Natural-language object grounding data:
--- START ---

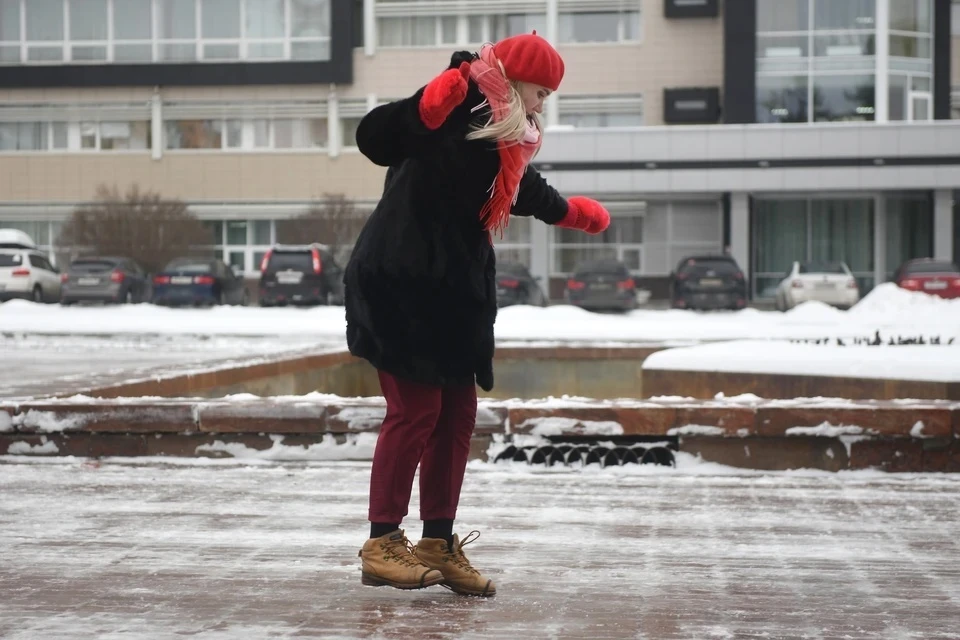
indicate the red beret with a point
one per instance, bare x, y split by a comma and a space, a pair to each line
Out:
530, 58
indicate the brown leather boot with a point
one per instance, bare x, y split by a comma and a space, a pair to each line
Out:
388, 561
458, 574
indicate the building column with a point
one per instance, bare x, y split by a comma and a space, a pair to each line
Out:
879, 239
369, 27
156, 126
881, 94
943, 224
552, 36
334, 143
540, 253
740, 230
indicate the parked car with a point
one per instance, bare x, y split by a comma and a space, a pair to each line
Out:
198, 281
938, 277
708, 282
602, 284
515, 285
104, 279
25, 272
828, 282
294, 274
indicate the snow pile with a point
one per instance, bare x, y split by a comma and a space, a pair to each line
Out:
906, 362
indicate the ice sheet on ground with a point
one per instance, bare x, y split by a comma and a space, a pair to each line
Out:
231, 550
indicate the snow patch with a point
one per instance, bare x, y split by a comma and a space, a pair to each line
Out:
25, 448
357, 446
558, 426
826, 429
6, 422
696, 430
48, 422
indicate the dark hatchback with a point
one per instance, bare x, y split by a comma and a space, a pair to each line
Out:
198, 281
708, 282
104, 279
515, 285
602, 285
300, 275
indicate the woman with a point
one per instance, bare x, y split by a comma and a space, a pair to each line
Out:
421, 285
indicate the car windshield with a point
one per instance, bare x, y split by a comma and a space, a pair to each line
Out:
296, 261
602, 268
932, 267
822, 267
91, 266
700, 266
189, 266
10, 259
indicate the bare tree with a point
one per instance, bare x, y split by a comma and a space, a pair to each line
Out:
335, 222
138, 225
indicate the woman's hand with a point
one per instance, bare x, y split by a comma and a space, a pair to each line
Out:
442, 95
585, 214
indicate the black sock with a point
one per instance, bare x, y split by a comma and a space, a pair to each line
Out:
442, 529
378, 529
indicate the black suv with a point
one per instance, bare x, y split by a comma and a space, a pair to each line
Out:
300, 274
708, 282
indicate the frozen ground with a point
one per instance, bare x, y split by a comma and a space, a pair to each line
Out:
39, 364
234, 550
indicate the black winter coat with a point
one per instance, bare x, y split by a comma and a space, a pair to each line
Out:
420, 286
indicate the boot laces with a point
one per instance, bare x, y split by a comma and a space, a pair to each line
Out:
399, 551
457, 556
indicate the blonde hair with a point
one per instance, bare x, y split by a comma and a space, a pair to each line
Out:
513, 126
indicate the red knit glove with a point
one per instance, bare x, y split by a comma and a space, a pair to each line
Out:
442, 95
585, 214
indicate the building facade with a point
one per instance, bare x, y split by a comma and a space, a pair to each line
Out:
772, 129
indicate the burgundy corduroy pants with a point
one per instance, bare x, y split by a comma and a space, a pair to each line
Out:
426, 425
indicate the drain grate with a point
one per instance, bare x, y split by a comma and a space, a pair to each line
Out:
605, 454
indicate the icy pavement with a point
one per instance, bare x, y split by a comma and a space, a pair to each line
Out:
229, 550
38, 365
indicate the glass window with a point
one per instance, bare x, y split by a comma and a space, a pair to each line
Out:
299, 134
844, 14
782, 99
264, 50
220, 18
348, 128
909, 226
310, 51
912, 15
612, 26
88, 135
88, 53
237, 232
132, 53
9, 20
310, 18
44, 20
782, 15
177, 19
193, 134
843, 97
124, 135
88, 20
132, 20
911, 47
265, 18
261, 232
215, 228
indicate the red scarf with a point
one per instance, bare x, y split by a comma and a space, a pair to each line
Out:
514, 156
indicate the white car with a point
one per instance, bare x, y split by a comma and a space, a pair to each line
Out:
26, 272
828, 282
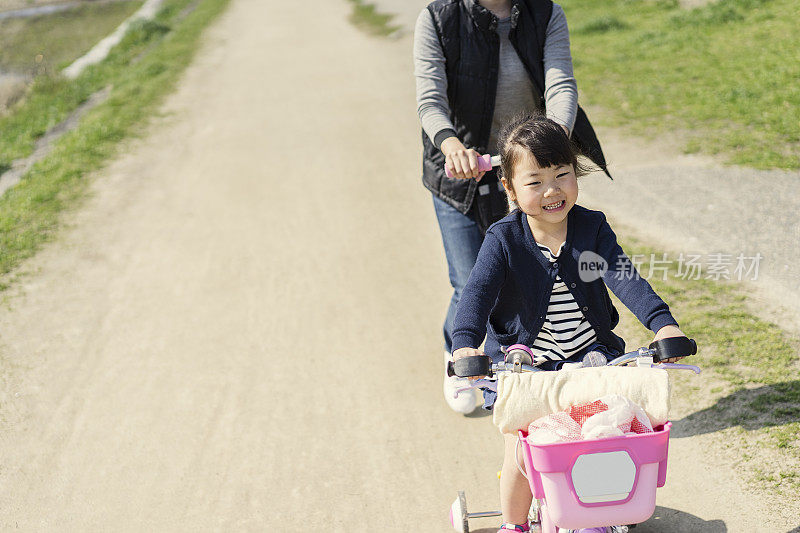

--- END ---

* [YOUR TASK]: Tell how many lines above hold "boot", nothing more.

* [OUTPUT FOR THIS TASK]: 2